▸ **DETALLES DEL EJERCICIO**: Presenta todas las líneas del listado siguiente como una lista numerada y omite las líneas en blanco.

▸ **INFORMACIÓN EXTRAÍDA**:

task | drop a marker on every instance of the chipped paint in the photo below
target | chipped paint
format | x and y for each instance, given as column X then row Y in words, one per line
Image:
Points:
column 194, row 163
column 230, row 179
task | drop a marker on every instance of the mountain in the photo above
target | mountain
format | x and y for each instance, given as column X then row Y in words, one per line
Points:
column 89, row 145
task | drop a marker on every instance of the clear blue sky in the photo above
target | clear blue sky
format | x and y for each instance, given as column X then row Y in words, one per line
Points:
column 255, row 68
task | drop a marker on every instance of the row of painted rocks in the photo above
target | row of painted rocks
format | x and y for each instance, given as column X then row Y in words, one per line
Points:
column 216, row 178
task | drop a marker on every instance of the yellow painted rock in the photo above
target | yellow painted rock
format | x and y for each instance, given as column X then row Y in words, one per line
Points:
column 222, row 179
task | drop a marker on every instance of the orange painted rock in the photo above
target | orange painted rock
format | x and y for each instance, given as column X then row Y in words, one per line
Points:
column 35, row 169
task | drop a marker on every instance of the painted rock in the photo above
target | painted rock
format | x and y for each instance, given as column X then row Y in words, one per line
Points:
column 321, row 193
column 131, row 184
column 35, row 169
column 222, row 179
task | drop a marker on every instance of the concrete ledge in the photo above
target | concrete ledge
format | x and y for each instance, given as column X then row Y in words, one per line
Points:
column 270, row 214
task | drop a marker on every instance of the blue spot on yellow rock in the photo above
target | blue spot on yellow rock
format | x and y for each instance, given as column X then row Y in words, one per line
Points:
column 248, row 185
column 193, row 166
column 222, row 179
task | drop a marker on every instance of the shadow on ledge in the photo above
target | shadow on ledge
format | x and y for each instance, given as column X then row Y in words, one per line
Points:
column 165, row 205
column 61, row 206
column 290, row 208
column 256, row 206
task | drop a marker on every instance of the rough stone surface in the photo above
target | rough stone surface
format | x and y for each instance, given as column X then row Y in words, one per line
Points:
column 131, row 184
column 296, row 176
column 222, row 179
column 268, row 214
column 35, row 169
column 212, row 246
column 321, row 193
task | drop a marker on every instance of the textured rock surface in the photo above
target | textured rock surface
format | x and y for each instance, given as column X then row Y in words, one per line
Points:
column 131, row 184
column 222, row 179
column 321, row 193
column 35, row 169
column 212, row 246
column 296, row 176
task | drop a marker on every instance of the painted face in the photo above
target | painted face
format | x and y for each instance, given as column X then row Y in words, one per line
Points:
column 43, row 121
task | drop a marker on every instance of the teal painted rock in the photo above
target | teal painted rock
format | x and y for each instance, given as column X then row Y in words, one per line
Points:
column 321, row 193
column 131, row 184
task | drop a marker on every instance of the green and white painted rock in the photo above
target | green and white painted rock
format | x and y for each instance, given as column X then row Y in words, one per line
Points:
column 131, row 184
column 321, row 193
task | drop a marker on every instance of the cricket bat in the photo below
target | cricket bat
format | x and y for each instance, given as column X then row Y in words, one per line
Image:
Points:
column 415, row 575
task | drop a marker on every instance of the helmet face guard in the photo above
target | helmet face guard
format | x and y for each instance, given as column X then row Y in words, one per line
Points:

▸ **RESPUESTA COMPLETA**:
1. task | drop a marker on every instance of the chipped paint in the photo below
2. target | chipped paint
3. format | x and y for each instance, given as column X then row Y in words, one per line
4. Image:
5. Points:
6. column 194, row 163
7. column 230, row 179
8. task | drop a marker on every instance of the mountain in the photo above
9. target | mountain
10. format | x and y for each instance, given as column X then row Y in words, one per line
11. Points:
12. column 89, row 145
13. task | drop a marker on every instance of the clear blue sky in the photo above
14. target | clear blue sky
15. format | x and y for each instance, given as column X then row Y in words, one per line
16. Points:
17. column 255, row 68
18. task | drop a marker on every instance of the row of painted rocks in the photo above
19. target | row of painted rocks
20. format | x and y for each instance, given as column X then row Y in words, one per line
21. Points:
22. column 216, row 178
23. task | drop a marker on every instance of the yellow painted rock in the photo above
24. target | yellow painted rock
25. format | x and y for each instance, given as column X then row Y in words, one per line
26. Points:
27. column 222, row 179
28. task | drop a marker on every instance of the orange painted rock in the photo above
29. target | orange painted rock
30. format | x and y for each instance, given as column X then row Y in words, one per line
31. Points:
32. column 35, row 169
33. task | drop a marker on every instance of the painted rock in the photo above
34. target | painted rock
35. format | x and y for each instance, given as column X then row Y in words, one per line
36. Points:
37. column 321, row 193
38. column 131, row 184
39. column 35, row 169
40. column 222, row 179
41. task | drop a marker on every instance of the concrete ledge in the photo above
42. target | concrete ledge
43. format | x and y for each instance, given as column X then row Y in words, one per line
44. Points:
45. column 270, row 214
46. task | drop a marker on every instance of the blue spot on yellow rock in the photo above
47. target | blue spot on yellow rock
48. format | x and y for each instance, given as column X then row Y in words, one per line
49. Points:
50. column 248, row 185
51. column 193, row 166
52. column 222, row 179
53. task | drop a marker on every instance of the shadow on ledge in the photo above
54. target | shadow on ledge
55. format | x and y for each instance, given as column X then row Y in words, one per line
56. Points:
57. column 165, row 205
58. column 61, row 206
59. column 290, row 208
60. column 256, row 206
61. task | drop a marker on every instance of the rough stone surface in the photo above
62. target | rough stone surface
63. format | x and y for each instance, given as column X then row Y in words, one per line
64. Points:
65. column 131, row 184
66. column 296, row 176
67. column 222, row 179
68. column 268, row 214
69. column 35, row 169
70. column 212, row 246
71. column 321, row 193
72. task | drop a marker on every instance of the textured rock surface in the photo above
73. target | textured rock surface
74. format | x and y for each instance, given as column X then row Y in words, one per line
75. Points:
76. column 131, row 184
77. column 222, row 179
78. column 321, row 193
79. column 35, row 169
80. column 212, row 246
81. column 296, row 176
82. task | drop a marker on every instance of the painted face in the photo above
83. target | painted face
84. format | x and y for each instance, given as column X then row Y in words, one per line
85. Points:
86. column 43, row 121
87. task | drop a marker on every instance of the teal painted rock in the photo above
88. target | teal painted rock
89. format | x and y for each instance, given as column X then row Y in words, one per line
90. Points:
91. column 321, row 193
92. column 131, row 184
93. task | drop a marker on every instance of the green and white painted rock in the photo above
94. target | green and white painted rock
95. format | x and y for each instance, given as column X then row Y in words, one per line
96. Points:
97. column 131, row 184
98. column 321, row 193
99. task | drop a marker on every instance of the cricket bat in the photo below
100. target | cricket bat
101. format | x and y for each instance, given as column X then row Y in words, one per line
102. Image:
103. Points:
104. column 415, row 575
105. task | drop a marker on every instance of the helmet face guard in the photo above
106. target | helmet face guard
107. format | x and y for each instance, given as column X then row Y in words, one per line
108. Points:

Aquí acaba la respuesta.